TEXT UNDER STUDY

An earlier meta-analysis of studies evaluating the effect of calcium supplementation on pregnancy-related hypertension and pre-eclampsia raised controversy. The meta-analysis (n=2,260 subjects) reported a significant and substantial 62% reduction in risk of pre-eclampsia as well as decreases in both systolic (-5.4 mm Hg) and diastolic (-3.4 mm Hg) blood pressure with calcium supplementation (typically, 1 to 2 g per day). Many of the studies reviewed were conducted in countries where there is low dietary calcium intake. The authors acknowledged insufficient data hindered their ability to determine whether calcium supplementation affects the meaningful outcomes of maternal and fetal morbidity and mortality. Nevertheless, they suggested a policy of offering calcium supplementation to all pregnant women in whom there is a concern about the development of pre-eclampsia (Bucher et al 1996). Numerous criticisms of the authors' methods of analysis, of their conclusions, and of their advice have been offered (Cher 1997; Cappuccio 1996; Roberts et al 1996; Levine et al 1996).

DATA EXTRACTS
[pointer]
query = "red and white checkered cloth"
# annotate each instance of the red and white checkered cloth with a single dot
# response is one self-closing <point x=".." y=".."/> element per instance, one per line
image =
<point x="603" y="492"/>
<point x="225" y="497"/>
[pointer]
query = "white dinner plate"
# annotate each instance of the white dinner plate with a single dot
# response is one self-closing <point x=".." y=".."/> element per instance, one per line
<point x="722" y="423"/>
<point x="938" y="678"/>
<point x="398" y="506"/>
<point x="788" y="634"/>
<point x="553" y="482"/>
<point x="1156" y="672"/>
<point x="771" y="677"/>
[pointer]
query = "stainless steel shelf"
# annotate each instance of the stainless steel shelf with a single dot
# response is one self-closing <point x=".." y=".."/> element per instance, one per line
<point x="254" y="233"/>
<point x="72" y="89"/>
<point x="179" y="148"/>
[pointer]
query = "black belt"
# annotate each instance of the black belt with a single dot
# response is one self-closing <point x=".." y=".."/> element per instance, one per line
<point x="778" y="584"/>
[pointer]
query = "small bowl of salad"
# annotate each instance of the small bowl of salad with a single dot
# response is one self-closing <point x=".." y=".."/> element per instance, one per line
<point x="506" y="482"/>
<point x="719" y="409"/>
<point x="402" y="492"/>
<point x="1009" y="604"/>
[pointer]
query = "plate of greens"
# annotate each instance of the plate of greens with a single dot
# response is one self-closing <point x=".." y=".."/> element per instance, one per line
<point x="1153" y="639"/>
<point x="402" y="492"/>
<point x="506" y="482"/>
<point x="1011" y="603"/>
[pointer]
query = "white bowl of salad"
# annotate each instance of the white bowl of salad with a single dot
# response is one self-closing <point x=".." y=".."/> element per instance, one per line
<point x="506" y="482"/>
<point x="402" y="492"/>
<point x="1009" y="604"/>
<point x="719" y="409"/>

EXERCISE BRIEF
Continue the passage on calcium supplementation and pre-eclampsia, starting after its last sentence.

REPLY TO THE EXERCISE
A review article explored the effect of maternal calcium supplementation on the blood pressure of offspring. Data were examined from 2 randomized trials and 3 observational studies; follow-up among children ranged from birth to 9 years across studies. Although higher intakes of calcium during pregnancy were associated with lowered systolic blood pressure among offspring in all studies, these effects were statistically significant in just 3 studies. The largest randomized trial observed a clinically and statistically significant reduction in the incidence of hypertension in offspring 7 years of age (RR, 0.59; 95% CI, 0.39-0.90). The reviewers concluded that evidence exists to support an association between maternal calcium intake during pregnancy and offspring blood pressure, although additional research is warranted (Bergel and Barros 2007).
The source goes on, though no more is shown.